> [THE EXERCISE]
Can you write out again, in full, each of the lines below from the line with "task | put one marker on every instance of the overhead" up to and including the line with "x=851 y=161", shifting every coordinate in the answers by adding 137 to it?

Pointing dataset records:
┌────────
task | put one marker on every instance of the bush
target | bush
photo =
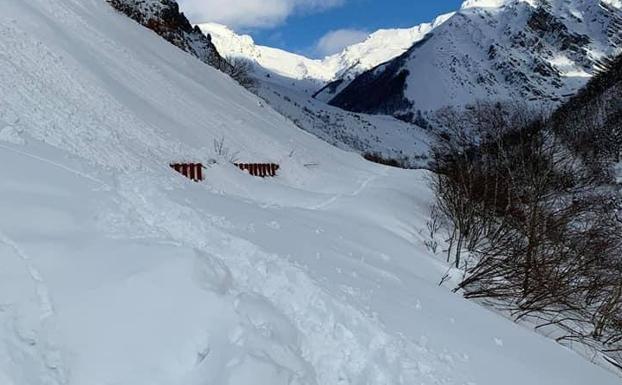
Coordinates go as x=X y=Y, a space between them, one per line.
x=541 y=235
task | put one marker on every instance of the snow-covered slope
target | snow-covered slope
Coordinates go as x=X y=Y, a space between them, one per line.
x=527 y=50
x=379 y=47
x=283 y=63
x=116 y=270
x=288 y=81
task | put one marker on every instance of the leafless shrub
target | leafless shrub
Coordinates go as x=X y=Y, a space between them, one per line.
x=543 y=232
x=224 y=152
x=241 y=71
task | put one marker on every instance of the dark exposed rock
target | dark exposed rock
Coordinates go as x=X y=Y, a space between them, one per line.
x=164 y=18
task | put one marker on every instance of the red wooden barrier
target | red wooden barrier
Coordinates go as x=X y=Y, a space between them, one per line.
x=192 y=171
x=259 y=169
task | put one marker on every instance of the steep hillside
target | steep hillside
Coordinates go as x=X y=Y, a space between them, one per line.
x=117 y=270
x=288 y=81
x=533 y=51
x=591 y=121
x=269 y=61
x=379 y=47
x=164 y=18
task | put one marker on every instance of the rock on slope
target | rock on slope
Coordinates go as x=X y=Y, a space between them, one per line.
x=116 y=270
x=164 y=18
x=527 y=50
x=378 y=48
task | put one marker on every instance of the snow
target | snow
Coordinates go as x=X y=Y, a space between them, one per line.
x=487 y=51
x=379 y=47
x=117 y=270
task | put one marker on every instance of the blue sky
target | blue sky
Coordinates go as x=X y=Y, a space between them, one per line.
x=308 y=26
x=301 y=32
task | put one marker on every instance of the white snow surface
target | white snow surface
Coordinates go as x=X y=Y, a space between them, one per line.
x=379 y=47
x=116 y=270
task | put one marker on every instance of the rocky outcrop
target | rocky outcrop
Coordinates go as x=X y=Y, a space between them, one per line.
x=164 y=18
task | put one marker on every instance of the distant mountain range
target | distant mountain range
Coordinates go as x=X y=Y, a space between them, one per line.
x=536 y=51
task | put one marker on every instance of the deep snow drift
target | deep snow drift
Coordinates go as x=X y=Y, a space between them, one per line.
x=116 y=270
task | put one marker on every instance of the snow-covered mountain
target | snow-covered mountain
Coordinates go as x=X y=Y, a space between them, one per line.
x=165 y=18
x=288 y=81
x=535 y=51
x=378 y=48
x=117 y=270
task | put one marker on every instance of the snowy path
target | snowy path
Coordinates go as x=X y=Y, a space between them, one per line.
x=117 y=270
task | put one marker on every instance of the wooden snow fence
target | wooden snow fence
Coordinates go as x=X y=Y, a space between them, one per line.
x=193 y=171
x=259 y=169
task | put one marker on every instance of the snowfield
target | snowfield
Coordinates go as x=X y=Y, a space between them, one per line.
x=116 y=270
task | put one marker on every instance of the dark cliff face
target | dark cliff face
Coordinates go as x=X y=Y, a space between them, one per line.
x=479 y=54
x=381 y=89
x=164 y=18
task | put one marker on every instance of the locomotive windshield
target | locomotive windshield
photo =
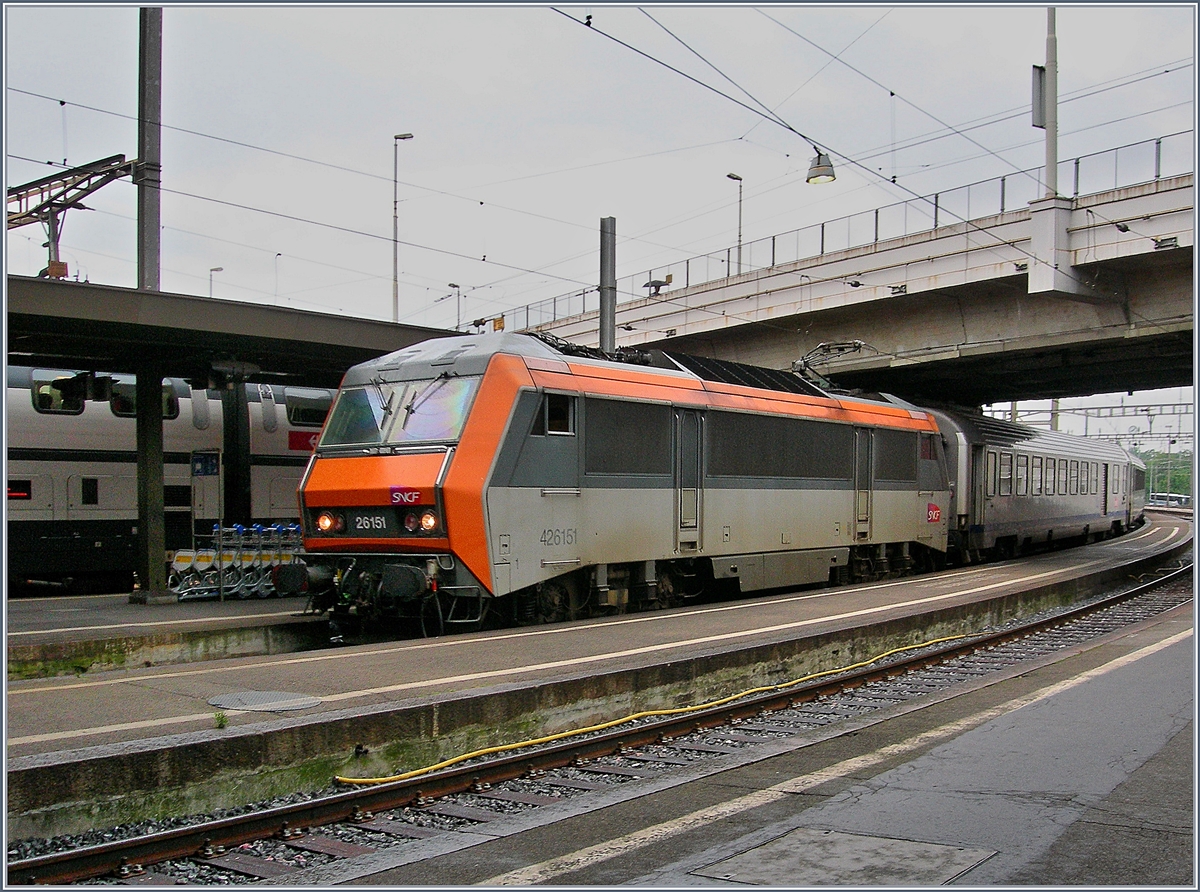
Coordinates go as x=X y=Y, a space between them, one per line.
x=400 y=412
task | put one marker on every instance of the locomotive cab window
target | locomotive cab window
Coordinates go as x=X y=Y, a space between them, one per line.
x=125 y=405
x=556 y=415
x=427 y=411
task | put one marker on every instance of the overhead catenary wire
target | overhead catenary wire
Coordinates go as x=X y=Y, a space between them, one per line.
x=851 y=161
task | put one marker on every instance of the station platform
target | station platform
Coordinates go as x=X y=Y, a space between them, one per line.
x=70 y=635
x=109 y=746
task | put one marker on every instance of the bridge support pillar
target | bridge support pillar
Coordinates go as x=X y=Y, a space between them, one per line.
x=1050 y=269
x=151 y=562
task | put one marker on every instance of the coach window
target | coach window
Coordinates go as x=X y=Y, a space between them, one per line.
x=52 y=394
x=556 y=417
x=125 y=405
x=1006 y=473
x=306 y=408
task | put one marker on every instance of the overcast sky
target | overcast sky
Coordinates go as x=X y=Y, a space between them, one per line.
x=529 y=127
└────────
> [SOLVED PROBLEM]
task | put one marker on every instance of the overhead catenary wire
target | overhead catenary wire
Coordinates go as x=X y=Y, a space between them, one per line.
x=988 y=298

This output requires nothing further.